Exercise details:
Determine how many lines of the records below contain the string "frame", and give only that number.

Given entries:
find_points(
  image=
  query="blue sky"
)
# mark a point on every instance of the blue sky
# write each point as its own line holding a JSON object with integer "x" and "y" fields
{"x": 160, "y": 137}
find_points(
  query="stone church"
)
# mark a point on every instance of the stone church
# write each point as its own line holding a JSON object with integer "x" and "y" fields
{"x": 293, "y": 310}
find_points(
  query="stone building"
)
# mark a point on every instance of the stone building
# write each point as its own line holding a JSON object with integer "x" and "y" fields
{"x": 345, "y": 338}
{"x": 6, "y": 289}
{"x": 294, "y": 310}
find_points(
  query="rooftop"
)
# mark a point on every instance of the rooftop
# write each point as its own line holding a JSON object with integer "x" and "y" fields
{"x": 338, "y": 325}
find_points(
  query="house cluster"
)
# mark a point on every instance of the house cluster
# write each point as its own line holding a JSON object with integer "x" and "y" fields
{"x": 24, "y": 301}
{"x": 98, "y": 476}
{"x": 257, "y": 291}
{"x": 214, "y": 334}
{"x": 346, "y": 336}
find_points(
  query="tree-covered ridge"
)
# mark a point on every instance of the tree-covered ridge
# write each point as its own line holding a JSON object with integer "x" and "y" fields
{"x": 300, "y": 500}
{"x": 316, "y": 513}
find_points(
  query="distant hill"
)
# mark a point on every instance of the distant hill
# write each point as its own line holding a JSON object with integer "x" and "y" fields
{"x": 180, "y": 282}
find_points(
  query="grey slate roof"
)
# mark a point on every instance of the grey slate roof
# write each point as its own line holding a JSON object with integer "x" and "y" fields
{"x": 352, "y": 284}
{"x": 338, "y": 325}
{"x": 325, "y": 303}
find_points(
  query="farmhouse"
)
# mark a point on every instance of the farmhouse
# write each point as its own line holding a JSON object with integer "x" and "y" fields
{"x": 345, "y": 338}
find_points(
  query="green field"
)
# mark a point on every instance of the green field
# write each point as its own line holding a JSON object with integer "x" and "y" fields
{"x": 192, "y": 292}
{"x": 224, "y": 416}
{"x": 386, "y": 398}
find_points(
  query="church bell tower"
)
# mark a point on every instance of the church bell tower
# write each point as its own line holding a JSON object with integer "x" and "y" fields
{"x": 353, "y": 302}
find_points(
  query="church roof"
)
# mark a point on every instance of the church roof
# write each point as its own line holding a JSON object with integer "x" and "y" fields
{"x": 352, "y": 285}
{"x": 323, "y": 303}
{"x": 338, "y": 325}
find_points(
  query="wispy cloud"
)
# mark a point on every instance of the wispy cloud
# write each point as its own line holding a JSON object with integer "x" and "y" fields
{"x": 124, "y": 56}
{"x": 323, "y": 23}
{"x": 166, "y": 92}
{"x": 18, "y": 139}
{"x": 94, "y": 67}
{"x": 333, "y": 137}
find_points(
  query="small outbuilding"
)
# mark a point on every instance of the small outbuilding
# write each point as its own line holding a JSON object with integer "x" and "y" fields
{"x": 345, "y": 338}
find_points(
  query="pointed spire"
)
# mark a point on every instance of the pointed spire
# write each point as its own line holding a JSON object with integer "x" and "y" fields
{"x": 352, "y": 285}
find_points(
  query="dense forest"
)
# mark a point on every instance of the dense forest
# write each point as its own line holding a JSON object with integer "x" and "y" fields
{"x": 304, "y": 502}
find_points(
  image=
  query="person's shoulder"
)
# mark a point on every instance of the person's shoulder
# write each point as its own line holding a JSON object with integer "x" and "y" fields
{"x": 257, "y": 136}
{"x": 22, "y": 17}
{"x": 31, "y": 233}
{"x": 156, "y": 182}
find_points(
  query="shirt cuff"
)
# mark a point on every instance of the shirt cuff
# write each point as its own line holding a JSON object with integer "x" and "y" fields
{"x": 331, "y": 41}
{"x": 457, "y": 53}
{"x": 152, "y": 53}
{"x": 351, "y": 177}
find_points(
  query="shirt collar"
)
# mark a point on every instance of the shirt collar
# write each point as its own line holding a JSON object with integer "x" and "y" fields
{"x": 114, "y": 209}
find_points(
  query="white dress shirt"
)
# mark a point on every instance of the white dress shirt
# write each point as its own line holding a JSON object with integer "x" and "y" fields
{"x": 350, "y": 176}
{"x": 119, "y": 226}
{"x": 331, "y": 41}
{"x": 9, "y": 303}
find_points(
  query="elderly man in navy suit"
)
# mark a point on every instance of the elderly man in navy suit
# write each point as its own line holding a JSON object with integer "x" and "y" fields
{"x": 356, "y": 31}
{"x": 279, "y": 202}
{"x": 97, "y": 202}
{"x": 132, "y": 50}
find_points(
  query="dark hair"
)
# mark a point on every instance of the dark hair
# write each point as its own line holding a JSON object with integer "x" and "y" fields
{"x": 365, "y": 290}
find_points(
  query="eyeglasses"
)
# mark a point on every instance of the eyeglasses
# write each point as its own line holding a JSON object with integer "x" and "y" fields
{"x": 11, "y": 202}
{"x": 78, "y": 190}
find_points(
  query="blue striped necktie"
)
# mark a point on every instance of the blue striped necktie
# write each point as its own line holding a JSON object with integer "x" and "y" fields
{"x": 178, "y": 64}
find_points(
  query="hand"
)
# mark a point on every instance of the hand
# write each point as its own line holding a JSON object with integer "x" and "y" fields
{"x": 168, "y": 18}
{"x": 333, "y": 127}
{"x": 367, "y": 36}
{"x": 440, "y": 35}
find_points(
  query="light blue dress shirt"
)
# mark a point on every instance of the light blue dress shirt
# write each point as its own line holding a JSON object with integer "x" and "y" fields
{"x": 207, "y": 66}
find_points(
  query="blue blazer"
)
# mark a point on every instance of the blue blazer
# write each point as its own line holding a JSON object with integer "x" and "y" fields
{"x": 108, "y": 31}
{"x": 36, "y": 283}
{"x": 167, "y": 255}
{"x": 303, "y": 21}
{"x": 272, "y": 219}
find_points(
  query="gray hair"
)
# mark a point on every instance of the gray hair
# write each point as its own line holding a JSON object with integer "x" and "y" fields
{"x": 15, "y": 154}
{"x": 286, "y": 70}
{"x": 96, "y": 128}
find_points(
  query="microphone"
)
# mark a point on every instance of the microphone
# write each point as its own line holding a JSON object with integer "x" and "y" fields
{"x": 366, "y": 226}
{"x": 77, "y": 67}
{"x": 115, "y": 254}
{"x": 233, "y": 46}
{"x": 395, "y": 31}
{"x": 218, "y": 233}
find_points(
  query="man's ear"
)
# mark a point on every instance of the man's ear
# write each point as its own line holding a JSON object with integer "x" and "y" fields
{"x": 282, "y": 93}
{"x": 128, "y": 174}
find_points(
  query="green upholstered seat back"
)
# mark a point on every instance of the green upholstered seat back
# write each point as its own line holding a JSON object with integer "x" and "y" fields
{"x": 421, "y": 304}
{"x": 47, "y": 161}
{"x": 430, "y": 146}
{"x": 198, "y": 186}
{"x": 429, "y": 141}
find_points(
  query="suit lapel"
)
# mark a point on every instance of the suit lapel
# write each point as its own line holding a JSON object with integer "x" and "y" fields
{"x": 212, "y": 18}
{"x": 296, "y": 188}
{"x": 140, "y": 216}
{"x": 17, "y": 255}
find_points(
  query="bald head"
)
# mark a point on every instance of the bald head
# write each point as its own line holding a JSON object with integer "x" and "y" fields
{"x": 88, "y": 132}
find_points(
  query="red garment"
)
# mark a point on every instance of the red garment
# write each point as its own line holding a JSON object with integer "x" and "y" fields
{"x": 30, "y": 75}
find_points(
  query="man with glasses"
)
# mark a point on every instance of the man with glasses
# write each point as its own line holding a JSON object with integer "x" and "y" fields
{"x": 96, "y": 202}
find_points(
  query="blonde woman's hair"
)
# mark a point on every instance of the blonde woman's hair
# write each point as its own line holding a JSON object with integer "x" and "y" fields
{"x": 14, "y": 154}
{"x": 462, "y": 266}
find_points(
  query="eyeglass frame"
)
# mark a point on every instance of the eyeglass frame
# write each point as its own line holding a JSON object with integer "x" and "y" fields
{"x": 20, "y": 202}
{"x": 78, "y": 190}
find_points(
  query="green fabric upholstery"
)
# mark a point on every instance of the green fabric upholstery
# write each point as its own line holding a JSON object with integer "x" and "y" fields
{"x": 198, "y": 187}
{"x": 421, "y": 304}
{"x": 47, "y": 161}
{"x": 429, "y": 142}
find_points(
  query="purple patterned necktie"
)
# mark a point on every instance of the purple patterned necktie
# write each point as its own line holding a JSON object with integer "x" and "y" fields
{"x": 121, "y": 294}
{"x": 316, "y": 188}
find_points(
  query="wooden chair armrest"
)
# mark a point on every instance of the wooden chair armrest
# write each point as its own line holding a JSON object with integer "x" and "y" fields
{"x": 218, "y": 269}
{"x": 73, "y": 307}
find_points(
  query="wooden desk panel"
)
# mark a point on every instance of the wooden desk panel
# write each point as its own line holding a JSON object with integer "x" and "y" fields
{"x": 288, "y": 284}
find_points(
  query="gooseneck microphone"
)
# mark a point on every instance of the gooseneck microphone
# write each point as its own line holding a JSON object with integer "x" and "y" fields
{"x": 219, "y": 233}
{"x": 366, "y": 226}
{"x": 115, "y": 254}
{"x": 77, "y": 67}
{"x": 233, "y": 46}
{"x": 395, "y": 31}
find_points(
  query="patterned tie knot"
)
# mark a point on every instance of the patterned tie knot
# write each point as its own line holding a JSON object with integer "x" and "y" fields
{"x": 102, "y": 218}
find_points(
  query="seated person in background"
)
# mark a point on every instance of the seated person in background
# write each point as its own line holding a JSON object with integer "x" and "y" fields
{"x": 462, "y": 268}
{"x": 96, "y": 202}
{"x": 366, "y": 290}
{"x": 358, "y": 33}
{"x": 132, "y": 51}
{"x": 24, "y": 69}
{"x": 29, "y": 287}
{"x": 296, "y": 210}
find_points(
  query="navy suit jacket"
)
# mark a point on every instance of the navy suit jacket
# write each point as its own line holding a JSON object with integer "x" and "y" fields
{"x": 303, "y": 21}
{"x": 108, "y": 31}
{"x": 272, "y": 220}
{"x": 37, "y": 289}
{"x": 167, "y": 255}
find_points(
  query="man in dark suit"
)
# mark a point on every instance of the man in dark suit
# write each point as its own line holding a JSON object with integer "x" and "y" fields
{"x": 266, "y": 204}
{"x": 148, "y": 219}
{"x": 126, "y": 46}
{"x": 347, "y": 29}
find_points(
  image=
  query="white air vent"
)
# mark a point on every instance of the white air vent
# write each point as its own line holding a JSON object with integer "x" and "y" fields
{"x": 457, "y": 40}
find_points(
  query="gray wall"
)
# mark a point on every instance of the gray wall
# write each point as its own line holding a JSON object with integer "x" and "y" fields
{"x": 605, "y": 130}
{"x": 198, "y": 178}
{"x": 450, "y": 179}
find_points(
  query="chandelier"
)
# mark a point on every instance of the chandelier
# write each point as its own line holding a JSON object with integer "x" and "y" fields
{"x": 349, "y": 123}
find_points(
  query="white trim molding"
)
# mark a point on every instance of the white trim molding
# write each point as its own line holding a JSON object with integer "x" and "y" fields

Correct output:
2